あなたの課題:
**a)** こいのわの婚活イベントを紹介した文章によると、初年度の大規模婚活イベントで誕生したマッチングカップルは何組ですか。
**b)** こいのわの婚活イベントを紹介した文章の続きを、最後の文の後から書いてください。

出典:
= = = = = = =
手探りで始めた大規模な婚活イベントが大失敗!この失敗を糧に毎回イベント内容の見直しを重ねて、事業開始1年目は14回も大規模婚活イベントを開催した。趣向を凝らし、インパクト重視のイベント内容とした結果、数多くのメディアに取り上げられ、こいのわの認知度の向上や会員数の急増につながっていった。


インパクトのある婚活イベントの開催

婚活イベントを行う時の最大の課題は、参加者の確保である。そのためには、我々の婚活事業である「こいのわ」の認知度を高める必要があった。

その戦略としては、
➤県内の多くの独身男女が県が婚活事業を始めたことをテレビや新聞などのメディアを通じて知り、
➤さらに様々なメディアにおいて繰り返し見かけることにより興味を持ち、
➤こいのわサイトに掲載されている婚活イベントを試しに検索し、
➤楽しそうだなと思って会員登録して、
➤婚活イベントに申し込みを行い、
➤実際に婚活イベントに参加する
という一般的なマーケティングのフレームワークを意識していた。

そのため、「メディアを通じてこいのわを知る」ことや、「様々なメディアにおいて繰り返し見かけることにより興味を持つ」ためには、テレビや新聞などの様々なメディアに繰り返し取り上げてもらう必要があるため、インパクトのある戦略が必要であると考えた。

そこで考えたのが、年間通じて大規模かつインパクトのある婚活イベントを次から次へと行うことであった。

その婚活イベントの内容は、ホテルや結婚式場などの大きな会場で行う一般的な婚活イベントだけでなく、クルーズ船やスタジアム、動物園、遊園地を舞台とした婚活イベントなどメディアが取り上げてくれそうな内容とした。

また、様々な団体のイベントとのコラボも行った。

その結果、数多くのメディアに取り上げられ、開始初年度のこの取組に関する広告換算額は確認できたものだけでも2億円以上にもなった。この広告換算額以外でも、この取組が映画化されるというおまけまで付いてきた。

この取組を始めるにあたって、県では婚活イベントの企画や運営に関するノウハウがまったくなかったので、初年度は結婚相談所を運営しているイベント会社に委託を行った。

このイベント会社から提案されたイベント企画の内容にはインパクトがあったが、いざ契約を締結する際にこのイベント会社から「実は10名以上が参加する婚活イベントは開催したことがない。」とのカミングアウトを受けたのであった。

大規模婚活イベントは、本県でも初めての取組であり、委託事業者にとっても未知のイベントであったため、ある意味、お互い怖いもの知らずということで様々な企画を勢いで実施してきた。

初年度はこのイベント会社と14回の大規模婚活イベントを開催し、1,350人の独身男女が参加して、171組のマッチングカップルが誕生した。

なお、全14回のイベント定員1,380人に対して、3,557人もの応募があり、こいのわの認知度が高まったとともに、同時に開催していた地域のボランティア団体による婚活イベントへの応募も急増することとなった。

参加者が100名以上の大規模婚活イベント

初めてのこいのわイベントの開催

コンセプトは大規模婚活パーティー

初めてのこいのわイベントは、大規模婚活パーティーをコンセプトに、本県のホテルで最も大きな会場を所有している会場において、男女各80名の合計160名定員で開催することとした。
= = = = = = =
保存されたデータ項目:
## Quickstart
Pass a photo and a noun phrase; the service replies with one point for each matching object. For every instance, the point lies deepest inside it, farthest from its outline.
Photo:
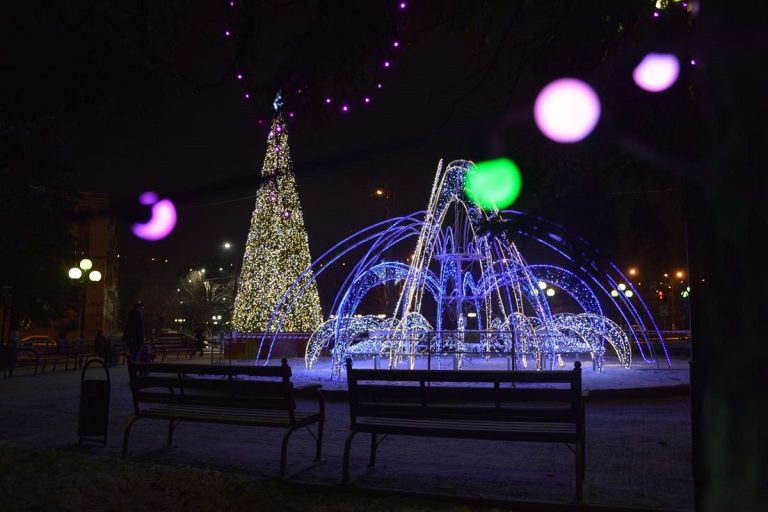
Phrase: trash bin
(93, 418)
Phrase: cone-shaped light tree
(277, 250)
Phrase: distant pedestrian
(200, 341)
(133, 334)
(100, 347)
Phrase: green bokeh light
(493, 184)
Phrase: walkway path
(638, 450)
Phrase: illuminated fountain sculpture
(462, 271)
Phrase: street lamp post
(84, 273)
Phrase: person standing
(133, 334)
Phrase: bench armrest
(307, 387)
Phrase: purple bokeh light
(161, 222)
(567, 110)
(148, 198)
(657, 72)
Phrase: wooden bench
(178, 346)
(261, 396)
(474, 404)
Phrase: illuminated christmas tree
(277, 250)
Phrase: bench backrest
(172, 343)
(449, 394)
(248, 387)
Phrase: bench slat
(278, 403)
(362, 376)
(203, 382)
(415, 393)
(264, 417)
(564, 414)
(202, 369)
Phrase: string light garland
(277, 249)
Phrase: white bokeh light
(657, 72)
(566, 110)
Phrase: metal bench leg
(319, 441)
(125, 437)
(345, 467)
(171, 428)
(579, 471)
(372, 459)
(284, 451)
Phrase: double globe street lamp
(84, 273)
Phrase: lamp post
(84, 273)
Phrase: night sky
(450, 93)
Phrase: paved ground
(638, 443)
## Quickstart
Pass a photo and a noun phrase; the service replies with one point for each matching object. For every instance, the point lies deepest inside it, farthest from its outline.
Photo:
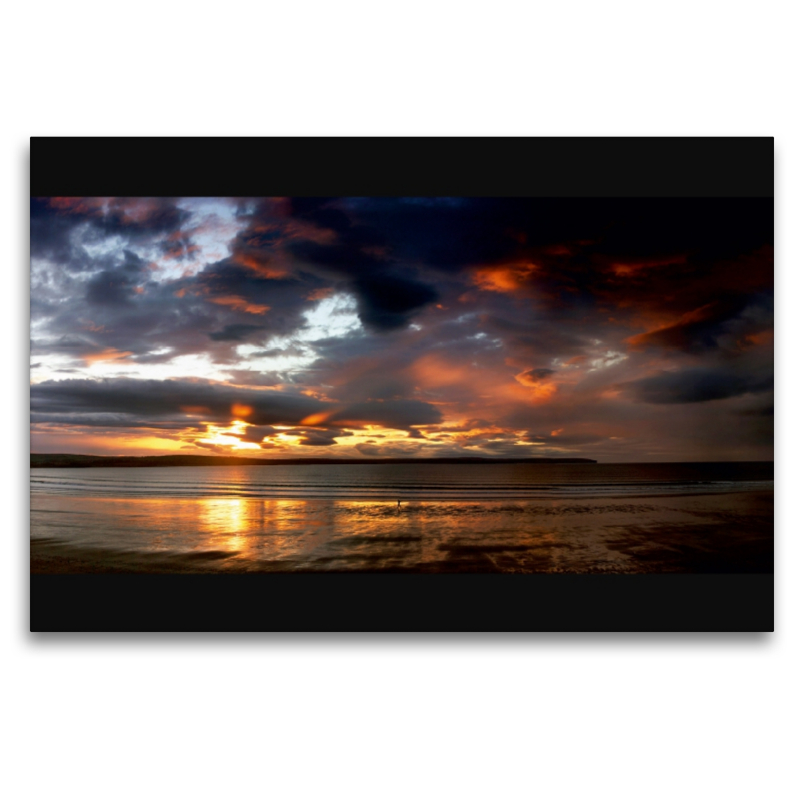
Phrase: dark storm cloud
(170, 401)
(536, 374)
(696, 386)
(117, 286)
(469, 307)
(235, 333)
(386, 302)
(354, 256)
(62, 227)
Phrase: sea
(518, 517)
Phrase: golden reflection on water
(226, 521)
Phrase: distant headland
(50, 460)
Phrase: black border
(358, 602)
(393, 166)
(511, 167)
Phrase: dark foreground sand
(731, 532)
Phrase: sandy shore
(730, 532)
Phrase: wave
(353, 482)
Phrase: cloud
(162, 403)
(235, 333)
(696, 386)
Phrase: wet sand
(726, 532)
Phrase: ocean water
(451, 518)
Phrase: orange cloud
(240, 304)
(195, 410)
(109, 354)
(432, 371)
(317, 419)
(626, 269)
(508, 278)
(697, 315)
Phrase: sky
(622, 330)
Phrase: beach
(715, 532)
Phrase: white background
(703, 716)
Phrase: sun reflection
(226, 520)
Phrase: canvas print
(401, 384)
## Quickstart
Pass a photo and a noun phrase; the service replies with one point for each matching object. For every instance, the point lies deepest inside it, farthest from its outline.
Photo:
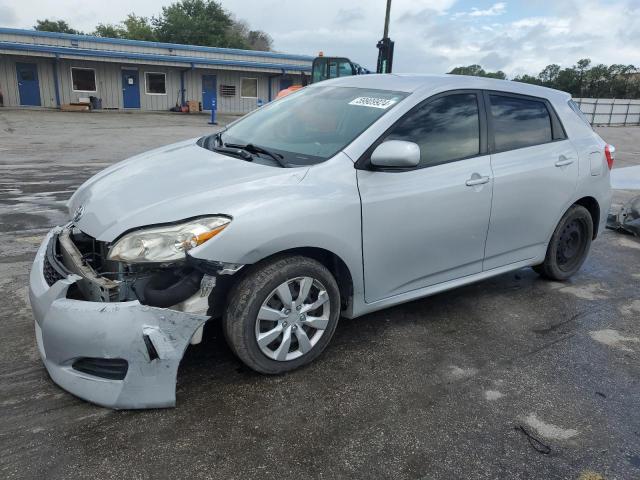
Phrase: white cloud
(8, 16)
(494, 10)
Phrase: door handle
(563, 161)
(476, 180)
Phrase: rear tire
(267, 322)
(569, 245)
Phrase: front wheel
(569, 245)
(282, 314)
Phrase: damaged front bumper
(118, 355)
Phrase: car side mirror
(396, 154)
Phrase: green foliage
(192, 22)
(59, 26)
(132, 28)
(581, 80)
(478, 71)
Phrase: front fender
(321, 211)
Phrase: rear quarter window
(574, 106)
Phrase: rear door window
(519, 122)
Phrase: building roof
(113, 49)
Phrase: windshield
(313, 124)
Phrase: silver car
(346, 197)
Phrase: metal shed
(49, 69)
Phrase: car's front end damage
(114, 333)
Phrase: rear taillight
(610, 155)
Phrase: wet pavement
(514, 377)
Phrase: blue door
(28, 85)
(208, 91)
(130, 89)
(285, 83)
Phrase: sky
(430, 36)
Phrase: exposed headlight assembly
(167, 243)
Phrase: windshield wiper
(234, 151)
(250, 147)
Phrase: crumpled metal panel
(67, 329)
(628, 218)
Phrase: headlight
(168, 243)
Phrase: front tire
(569, 245)
(282, 314)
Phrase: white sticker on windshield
(373, 102)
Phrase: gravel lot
(437, 388)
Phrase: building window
(155, 83)
(227, 90)
(249, 87)
(83, 79)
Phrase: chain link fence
(610, 111)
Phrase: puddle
(592, 291)
(548, 430)
(457, 373)
(492, 395)
(612, 338)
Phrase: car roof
(424, 83)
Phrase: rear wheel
(282, 314)
(569, 245)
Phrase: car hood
(170, 184)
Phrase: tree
(59, 26)
(195, 22)
(477, 71)
(528, 79)
(474, 70)
(109, 31)
(549, 75)
(132, 28)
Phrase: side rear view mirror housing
(396, 154)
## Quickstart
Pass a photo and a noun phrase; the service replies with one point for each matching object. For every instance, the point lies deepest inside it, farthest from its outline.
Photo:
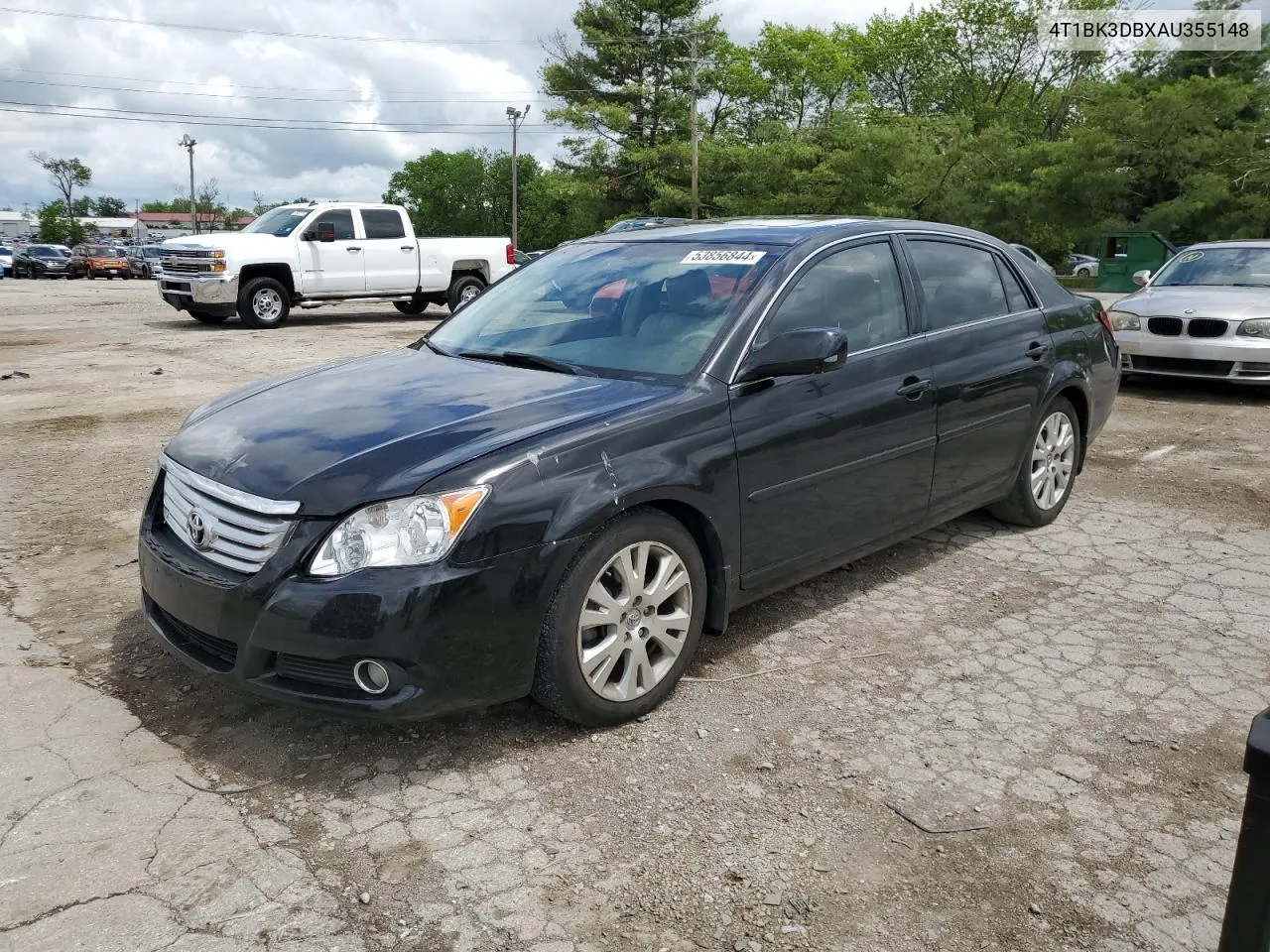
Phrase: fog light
(371, 675)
= = = = = = =
示された解答:
**a)** 171組のマッチングカップルが誕生しました。

**b)**
後に本県で開催されたG7サミットの主会場となるホテルであり、海に面したチャペルや、オーシャンビューの宴会場などを有しており、男女の出会いの場としては最適だと考えた。

開催日程だけを決めて、まずはイベント会場の予約を行った。

我々も委託事業者も大規模婚活イベントの実施経験はなかったものの、婚活イベントでやりたいことがいろいろあったことから、企画内容が盛りだくさんとなり、イベント内容の企画検討に時間を要することとなった。

そのため、当初に予定していた募集開始日が遅れ、募集期間が短くなったものの、男女各80名の定員に対して、男性83名、女性108名の応募がすぐに集まった。

いきなりの失敗

男女とも定員を超える応募があったため、厳選な抽選を行い、当選した男女各80名に対して、電子メールで当選連絡を行った。しかし、男女各80名に対して当選の連絡をしたにも関わらず、当日の参加者は男性63名、女性84名であった。これには大きな失敗があった。

なぜ、イベントの参加者数が当選者数と大きく違ってしまったのか。それは、当選者に電子メールを送っただけで、このイベントへの参加確認を行っていなかったためであった。

婚活イベントの開始時間が近づいているにも関わらず、まだ会場に来ていない男性が多数いると受付係の職員から連絡が入った。

慌てて参加予定名簿に載っている男性の連絡先に電話をかけてみると、「当選メールに気がつかなかった」や「当選したのは知っていたけど行く気がなくなったのでやめた」のような回答があった。

これは、電子メールによる当選連絡の後に、このイベントへの参加確認を行っておけば防げたものであった。

一方で、女性の当選者は全員イベントに参加していた。さらに、落選の連絡を受けたがどうしても参加したいと思い、会場に来てみたという女性が数名おり、仕方がないので参加させたために女性は定員以上の参加者数となった。

こうした結果、男女の参加者数のアンバランスが生じてしまったのである。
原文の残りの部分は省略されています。